Task to complete: Read through the lines below and copy the ones holding the string "this".

Given data:

....................

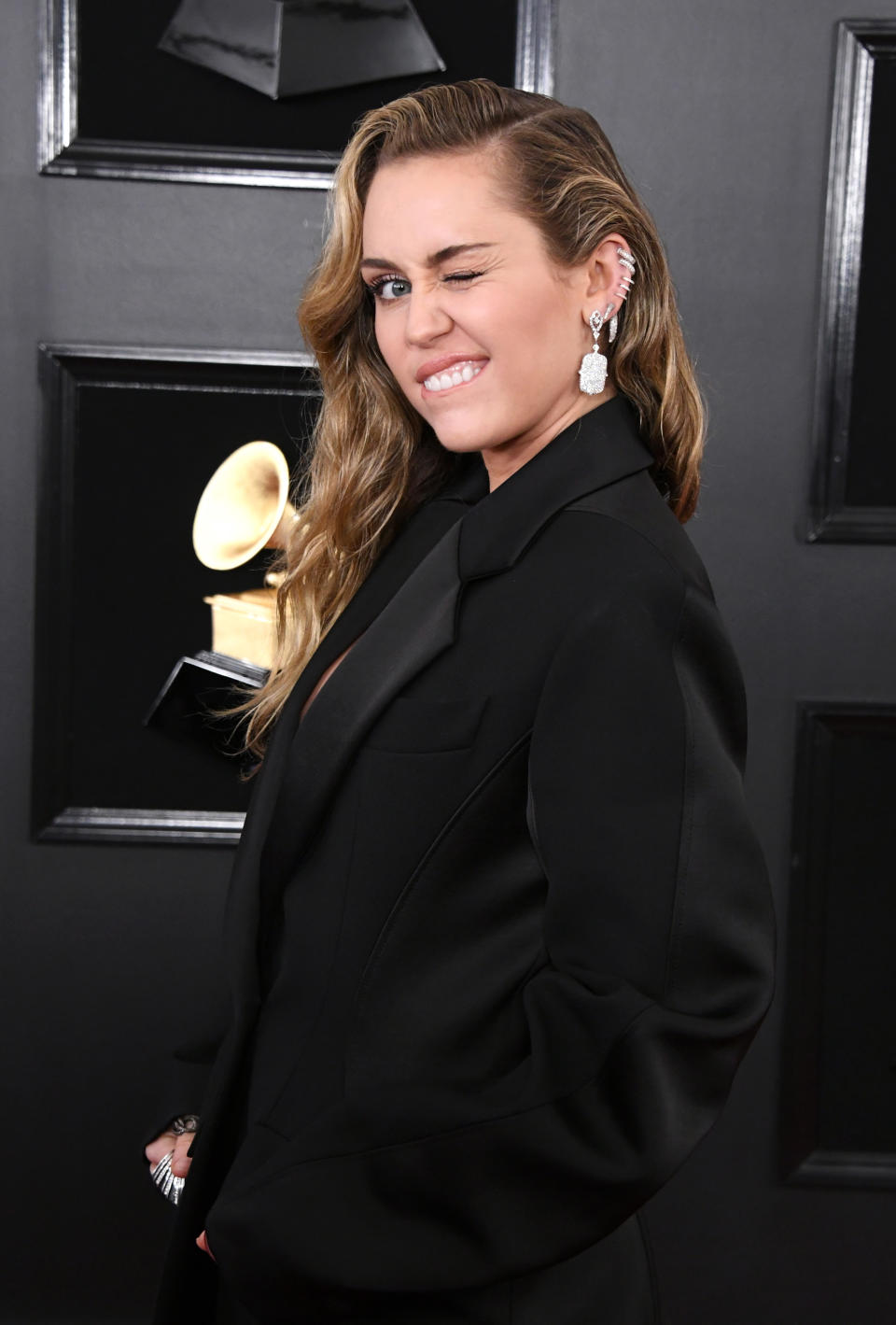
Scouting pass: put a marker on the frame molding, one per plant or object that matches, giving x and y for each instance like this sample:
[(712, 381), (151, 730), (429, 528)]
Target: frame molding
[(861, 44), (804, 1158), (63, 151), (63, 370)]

....................

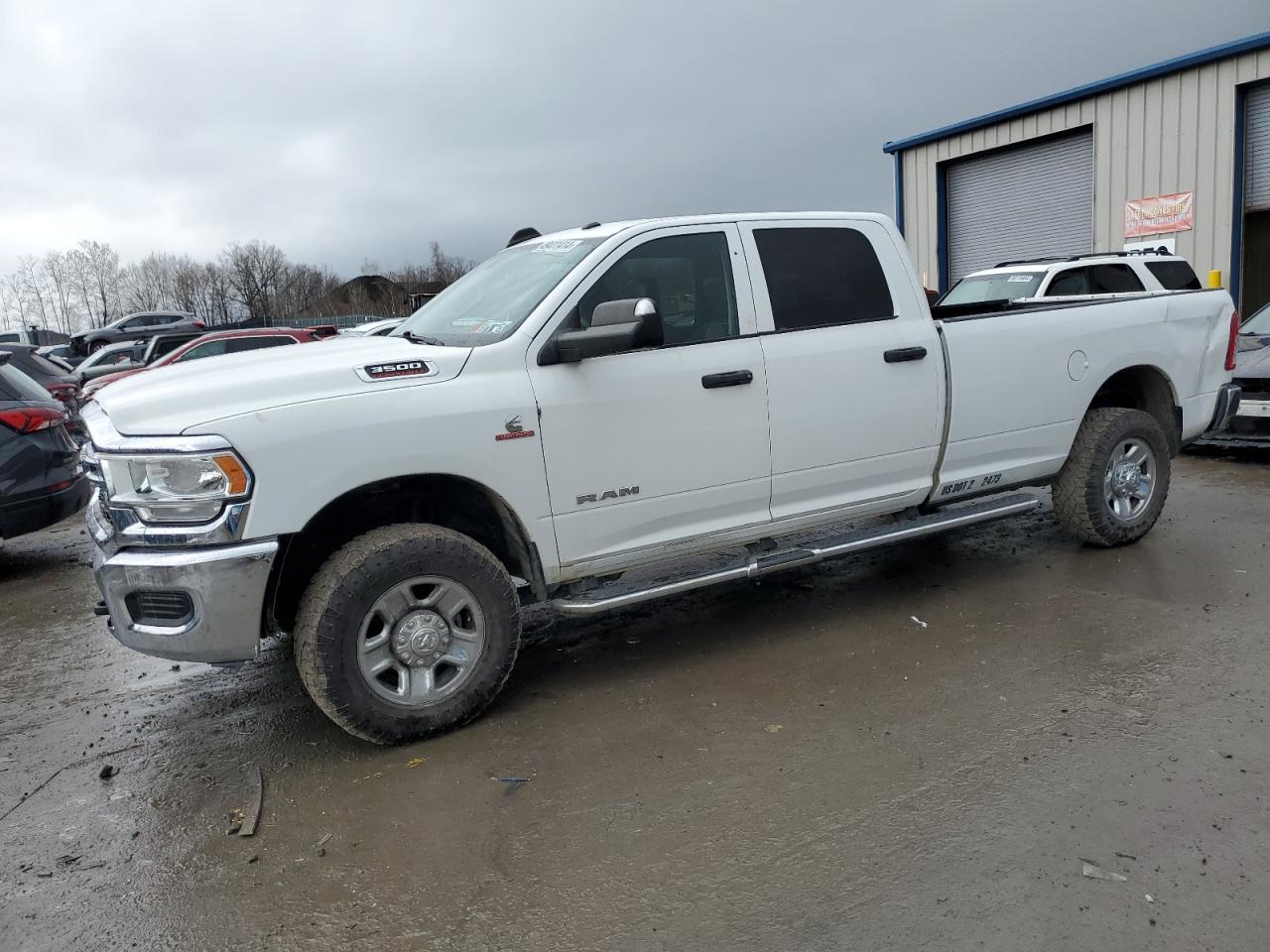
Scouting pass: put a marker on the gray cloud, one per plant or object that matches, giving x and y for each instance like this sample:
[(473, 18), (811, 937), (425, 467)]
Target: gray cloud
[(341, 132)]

....................

Problem solution:
Scouting pass: put a marker on the frame molding, one per plant or object that matches, giving x and y for each instance like this sample:
Scouting pass: put a marker on the gray cloud, one per plant or object that matches, giving x and y for each instance like this sample:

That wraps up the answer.